(Records from a collection)
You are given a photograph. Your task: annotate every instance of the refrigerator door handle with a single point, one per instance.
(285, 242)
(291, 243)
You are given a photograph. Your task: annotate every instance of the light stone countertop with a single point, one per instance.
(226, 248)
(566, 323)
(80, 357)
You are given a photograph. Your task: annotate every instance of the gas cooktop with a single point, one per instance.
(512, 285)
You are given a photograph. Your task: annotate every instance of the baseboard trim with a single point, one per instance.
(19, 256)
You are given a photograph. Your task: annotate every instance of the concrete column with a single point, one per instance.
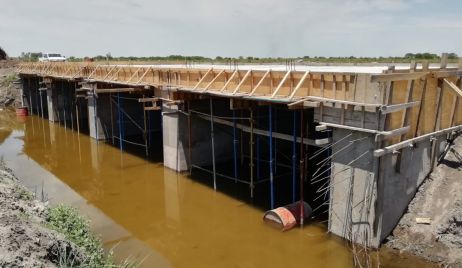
(352, 211)
(52, 103)
(97, 131)
(175, 152)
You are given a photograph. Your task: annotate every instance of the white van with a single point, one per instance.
(51, 57)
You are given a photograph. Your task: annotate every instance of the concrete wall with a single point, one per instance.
(352, 212)
(401, 182)
(176, 138)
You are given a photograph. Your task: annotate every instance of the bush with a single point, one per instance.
(68, 221)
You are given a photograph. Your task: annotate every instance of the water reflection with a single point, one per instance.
(148, 210)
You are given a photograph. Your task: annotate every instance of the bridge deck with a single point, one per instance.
(411, 102)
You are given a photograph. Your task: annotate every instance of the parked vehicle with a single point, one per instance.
(47, 57)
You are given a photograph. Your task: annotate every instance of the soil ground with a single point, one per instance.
(440, 199)
(25, 240)
(10, 93)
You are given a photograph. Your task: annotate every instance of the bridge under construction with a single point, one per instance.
(353, 142)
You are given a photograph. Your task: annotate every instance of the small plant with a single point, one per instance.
(68, 221)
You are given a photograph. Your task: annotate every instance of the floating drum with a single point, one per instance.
(285, 218)
(21, 111)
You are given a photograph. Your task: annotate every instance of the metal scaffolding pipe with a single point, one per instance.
(294, 156)
(302, 168)
(251, 153)
(271, 169)
(213, 146)
(235, 141)
(258, 148)
(119, 115)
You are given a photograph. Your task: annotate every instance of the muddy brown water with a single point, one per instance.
(147, 212)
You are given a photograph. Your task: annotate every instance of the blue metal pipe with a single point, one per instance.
(271, 169)
(294, 156)
(119, 113)
(235, 141)
(258, 147)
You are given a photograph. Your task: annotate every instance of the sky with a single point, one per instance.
(231, 28)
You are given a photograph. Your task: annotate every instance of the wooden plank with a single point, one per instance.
(398, 107)
(260, 82)
(281, 84)
(148, 99)
(229, 81)
(411, 142)
(397, 77)
(202, 79)
(115, 90)
(242, 81)
(153, 108)
(444, 61)
(451, 85)
(213, 80)
(300, 83)
(393, 133)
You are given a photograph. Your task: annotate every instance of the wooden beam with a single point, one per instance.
(242, 81)
(115, 90)
(299, 85)
(281, 84)
(454, 88)
(397, 76)
(386, 135)
(398, 107)
(260, 82)
(229, 80)
(410, 142)
(202, 79)
(148, 99)
(153, 108)
(213, 80)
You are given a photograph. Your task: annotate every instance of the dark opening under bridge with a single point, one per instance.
(354, 142)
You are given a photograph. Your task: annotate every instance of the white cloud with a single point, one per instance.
(238, 27)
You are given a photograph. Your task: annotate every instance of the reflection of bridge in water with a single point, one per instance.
(354, 142)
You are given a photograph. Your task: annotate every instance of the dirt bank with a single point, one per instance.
(25, 241)
(10, 94)
(440, 199)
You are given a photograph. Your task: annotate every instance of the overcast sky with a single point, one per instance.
(262, 28)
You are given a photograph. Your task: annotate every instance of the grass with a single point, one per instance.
(67, 220)
(8, 80)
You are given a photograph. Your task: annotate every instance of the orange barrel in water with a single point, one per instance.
(285, 218)
(21, 111)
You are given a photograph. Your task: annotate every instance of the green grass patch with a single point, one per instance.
(67, 220)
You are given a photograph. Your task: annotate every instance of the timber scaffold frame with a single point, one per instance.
(409, 105)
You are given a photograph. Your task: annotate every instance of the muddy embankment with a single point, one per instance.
(10, 93)
(25, 239)
(437, 207)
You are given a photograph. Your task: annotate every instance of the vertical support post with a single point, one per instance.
(294, 156)
(41, 102)
(235, 141)
(275, 165)
(213, 146)
(77, 115)
(189, 138)
(119, 112)
(302, 167)
(112, 118)
(271, 168)
(145, 133)
(258, 147)
(251, 153)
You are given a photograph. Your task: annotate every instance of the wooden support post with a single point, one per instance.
(212, 136)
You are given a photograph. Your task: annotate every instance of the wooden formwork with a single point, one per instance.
(407, 103)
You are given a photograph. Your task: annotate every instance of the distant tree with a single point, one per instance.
(3, 54)
(453, 56)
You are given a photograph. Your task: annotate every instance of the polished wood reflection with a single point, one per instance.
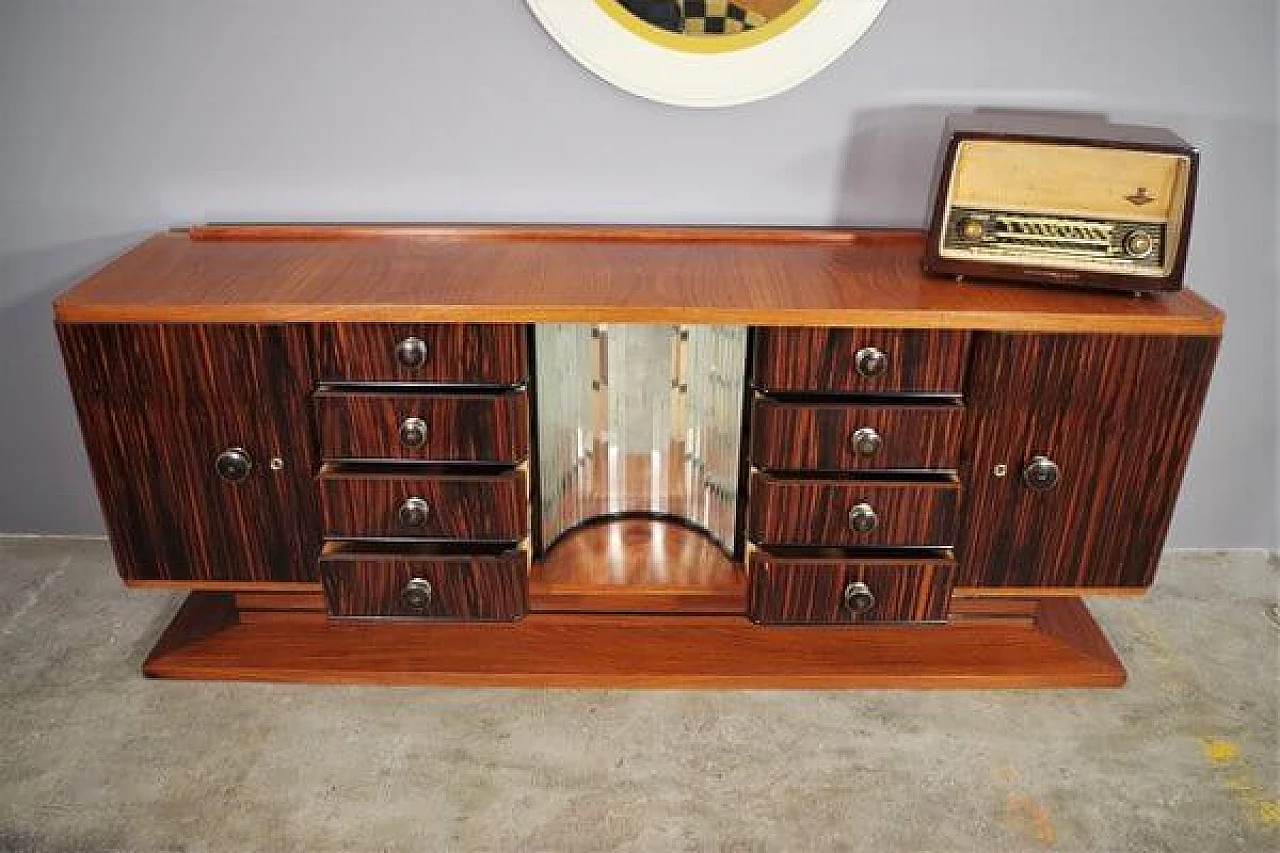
(638, 565)
(868, 278)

## What is required
Word for word, give the data above again, without any images.

## Response to the exercise
You are given a photograph. Your task: annotate every instance of the refrigerator door handle with a single point, one per instance.
(285, 242)
(291, 243)
You are given a photograph. Your task: annotate every instance of the light stone countertop with a single point, one per instance.
(226, 248)
(566, 323)
(80, 357)
You are given a photograph. Your task: annotate every instance of the gas cooktop with a single point, one per instance.
(512, 285)
You are given a photograph. Your task: annotate every instance of the baseboard trim with a single point, one per instance.
(19, 256)
You are given a photograph. Your task: annotate every instance of the concrete column with a single point, one per instance.
(352, 211)
(52, 103)
(97, 131)
(175, 152)
You are given a photograph. Your task: annotate every instance of the white van with a single point, one per instance.
(51, 57)
You are given a photograph. Your task: annotate every instance of the concrete wall with a single point, one per instance.
(352, 212)
(401, 182)
(176, 138)
You are given a photograph. Your task: annotate every instance of the bush with a single point, one per instance.
(68, 221)
You are given a photograph. Your task: annotate every instance of the water reflection with a single point, one per instance.
(148, 210)
You are given a photograph. Your task: annotate every instance of the bridge deck with a single point, one per instance.
(411, 102)
You are given a photograph. Your task: annotate every instance of the parked vehicle with a single point, one per instance.
(47, 57)
You are given a photograph. Your task: annotate every instance of the soil ground with a single point, one per instance.
(440, 199)
(25, 240)
(10, 93)
You are given a photograph. Your task: annotate every instance of the bridge under construction with a single point, one per instance.
(353, 142)
You are given a photograph. Your task: annotate every instance of the small plant with a single point, one per instance.
(68, 221)
You are given a photograph. Your task: annotate every instance of the floating drum with a single point, one per instance.
(285, 218)
(21, 111)
You are given a photograph. Your task: annotate every instance of the metal scaffolding pipe with a single point, one per instance.
(294, 156)
(302, 168)
(251, 153)
(271, 169)
(213, 146)
(235, 141)
(258, 148)
(119, 115)
You are given a photograph. Your task: annotate every instance of the muddy brown water with a single point, one per instance.
(147, 212)
You are given a photograph. Your task: annotate every instance of the blue metal pipe with a single point, one per instance.
(271, 169)
(294, 156)
(119, 113)
(235, 141)
(258, 147)
You are given a photograph. Your task: annotate every instance of the sky with a single point, one per instance.
(231, 28)
You are given a photograph. Your task: annotate every instance of the wooden plank with a single point, one per instance.
(398, 107)
(260, 82)
(281, 84)
(148, 99)
(229, 81)
(411, 142)
(397, 77)
(202, 79)
(115, 90)
(242, 81)
(153, 108)
(444, 61)
(451, 85)
(213, 80)
(300, 83)
(393, 133)
You are given a photograph. Your task: annotate every instance of the wooden beam with a single point, one per instance.
(242, 81)
(115, 90)
(299, 85)
(281, 84)
(454, 88)
(397, 76)
(386, 135)
(398, 107)
(260, 82)
(229, 80)
(410, 142)
(202, 79)
(148, 99)
(153, 108)
(213, 80)
You are given a photograph. Your task: annotate every instance of the dark opening under bridge with a single point, one per instance.
(354, 142)
You are given a photograph. Your task: annotate every instance of the white cloud with a single point, one per instance.
(238, 27)
You are given a photograph. Your task: annotate every instance of the reflection of bridge in water with a single point, one per instance.
(354, 142)
You are given a photograph. Your task: annotate every instance of the dirt bank with a single point, one per instance.
(25, 241)
(10, 94)
(440, 199)
You are given a photograph. Your task: annotate every instance of the overcast sky with a single point, one per instance.
(262, 28)
You are given a photograph. Your task: annotate every instance of the grass with a single point, one per instance.
(67, 220)
(8, 80)
You are given a photograph. Your task: annotate every instance of the orange barrel in water with a single point, one per instance.
(285, 218)
(21, 111)
You are given a photograph. Your task: annotate every instance of the green grass patch with a single point, one per instance.
(67, 220)
You are given a photograph. Your task: annotate every instance of the timber scaffold frame with a single point, one per instance.
(409, 105)
You are given a photograph. Your task: annotate every instance of the muddy embankment with a single point, one per instance.
(10, 93)
(25, 239)
(437, 207)
You are given a photograph. Your task: annotate every instance of the vertical support post with a single point, one per instance.
(294, 156)
(41, 102)
(235, 141)
(275, 165)
(213, 146)
(77, 115)
(189, 138)
(119, 112)
(302, 167)
(112, 118)
(271, 168)
(145, 133)
(258, 147)
(251, 153)
You are given a photograph. Your task: annotate every instance of the wooden support post with a single point, one per instance.
(212, 136)
You are given a photograph. Your task: annotate every instance of the wooden formwork with a single point, one per instance.
(407, 103)
You are given a photograph. Your task: annotate every instance of the distant tree with a single point, one per instance.
(3, 54)
(453, 56)
You are given a photograph. Your task: annotate every instance of the polished wood reflection with a single point, one per instance.
(638, 565)
(868, 278)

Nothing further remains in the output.